• EXERCISE DETAILS:
Collect every line of the entries below that contains the string "image", treating uppercase and lowercase as distinct.

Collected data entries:
* * * * * * * * *
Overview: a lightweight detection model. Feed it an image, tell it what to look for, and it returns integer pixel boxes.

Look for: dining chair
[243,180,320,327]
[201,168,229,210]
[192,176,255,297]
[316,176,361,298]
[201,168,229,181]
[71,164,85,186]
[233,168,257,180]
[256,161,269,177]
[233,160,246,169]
* * * * * * * * *
• REPLY:
Overview: a lightweight detection model. Feed it an image, tell it what to look for, and it returns integer pixel boxes.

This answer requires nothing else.